Task goal:
Restate the records in their entirety, word for word.

----

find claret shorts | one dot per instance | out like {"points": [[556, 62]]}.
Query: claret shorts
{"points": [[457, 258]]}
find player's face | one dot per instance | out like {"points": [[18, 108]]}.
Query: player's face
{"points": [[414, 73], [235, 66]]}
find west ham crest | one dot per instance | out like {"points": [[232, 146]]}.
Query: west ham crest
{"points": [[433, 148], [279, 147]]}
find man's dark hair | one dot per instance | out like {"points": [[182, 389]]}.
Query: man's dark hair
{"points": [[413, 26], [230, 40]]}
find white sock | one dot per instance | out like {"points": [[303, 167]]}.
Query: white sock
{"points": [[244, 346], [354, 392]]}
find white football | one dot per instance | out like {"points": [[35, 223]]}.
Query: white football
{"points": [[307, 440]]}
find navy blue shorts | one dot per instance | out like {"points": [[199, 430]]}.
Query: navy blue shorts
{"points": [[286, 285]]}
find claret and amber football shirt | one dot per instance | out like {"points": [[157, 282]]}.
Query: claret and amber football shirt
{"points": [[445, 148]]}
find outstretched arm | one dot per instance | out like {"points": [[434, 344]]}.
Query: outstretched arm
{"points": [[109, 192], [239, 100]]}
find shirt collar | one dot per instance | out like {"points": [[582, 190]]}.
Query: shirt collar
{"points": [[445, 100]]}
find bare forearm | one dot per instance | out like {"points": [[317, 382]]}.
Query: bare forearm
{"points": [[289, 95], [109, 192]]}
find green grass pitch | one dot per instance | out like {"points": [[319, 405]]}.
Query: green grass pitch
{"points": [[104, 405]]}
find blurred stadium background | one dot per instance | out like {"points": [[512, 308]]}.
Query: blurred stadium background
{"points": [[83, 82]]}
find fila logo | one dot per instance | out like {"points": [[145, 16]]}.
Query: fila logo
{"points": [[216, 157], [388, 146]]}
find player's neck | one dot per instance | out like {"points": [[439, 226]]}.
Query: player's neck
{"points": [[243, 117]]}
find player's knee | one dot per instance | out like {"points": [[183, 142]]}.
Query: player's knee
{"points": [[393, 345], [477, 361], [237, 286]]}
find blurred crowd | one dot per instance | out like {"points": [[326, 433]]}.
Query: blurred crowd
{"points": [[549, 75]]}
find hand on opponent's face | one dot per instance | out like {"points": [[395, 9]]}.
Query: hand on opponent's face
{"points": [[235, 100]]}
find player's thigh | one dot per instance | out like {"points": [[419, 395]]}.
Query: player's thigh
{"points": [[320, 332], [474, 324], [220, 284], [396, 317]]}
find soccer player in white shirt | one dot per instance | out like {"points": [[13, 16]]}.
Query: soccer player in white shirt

----

Result of this task:
find claret shorts | one dot per instance | out like {"points": [[556, 62]]}.
Query: claret shorts
{"points": [[457, 258]]}
find player's face | one dot per instance | out like {"points": [[18, 108]]}.
Query: player's face
{"points": [[414, 73], [235, 66]]}
find west ham crest | one dot per instance | out like {"points": [[232, 146]]}.
Query: west ham crest
{"points": [[433, 148], [279, 147]]}
find man's dark hair | one dot per instance | out like {"points": [[182, 389]]}.
Query: man's dark hair
{"points": [[413, 26], [230, 40]]}
find white sock | one dot per instance | out like {"points": [[303, 167]]}.
Query: white sock
{"points": [[244, 346], [354, 392]]}
find white football | one dot per instance | out like {"points": [[35, 223]]}.
Query: white football
{"points": [[307, 440]]}
find navy blue shorts | one dot per instance | out like {"points": [[199, 430]]}.
Query: navy blue shorts
{"points": [[286, 285]]}
find claret and amber football shirt | one dot per instance | out like {"points": [[157, 282]]}.
Query: claret and amber football shirt
{"points": [[445, 148]]}
find outstretched arm | one dot per instance | out like {"points": [[434, 344]]}.
Query: outstretched arm
{"points": [[109, 192], [239, 100]]}
find shirt collar | one dot per instance | out like {"points": [[582, 190]]}.
Query: shirt collar
{"points": [[445, 100]]}
find bare forearm | one dot per instance | out like {"points": [[317, 382]]}.
Query: bare forearm
{"points": [[289, 95], [109, 192]]}
find green grass pitch | one dot per instance | out like {"points": [[319, 405]]}.
Query: green grass pitch
{"points": [[104, 405]]}
find blurred stadium background | one dot per instance | out like {"points": [[512, 308]]}.
Query: blurred stadium background
{"points": [[83, 82]]}
find fila logo | one dot per instance | out like {"points": [[145, 16]]}.
Query: fila logo
{"points": [[216, 157], [388, 146]]}
find player's neck | one dot per instance | out like {"points": [[439, 226]]}.
Query: player's neck
{"points": [[243, 117]]}
find player's knee | one dot per instance | out like {"points": [[183, 142]]}.
Query: player's knee
{"points": [[393, 345], [477, 361], [237, 286]]}
find blurred crowd | one dot per instance | out like {"points": [[326, 433]]}.
Query: blurred crowd
{"points": [[549, 75]]}
find hand on opponent's face | one dot per instance | out like {"points": [[395, 9]]}.
Query: hand on opponent's face
{"points": [[235, 100]]}
find player's thigh | one dot per instance | out like {"points": [[419, 395]]}.
Query: player's thigh
{"points": [[320, 332], [474, 324], [220, 284], [396, 317]]}
find soccer player in white shirt | one dot per instance | out like {"points": [[13, 16]]}.
Query: soccer player in white shirt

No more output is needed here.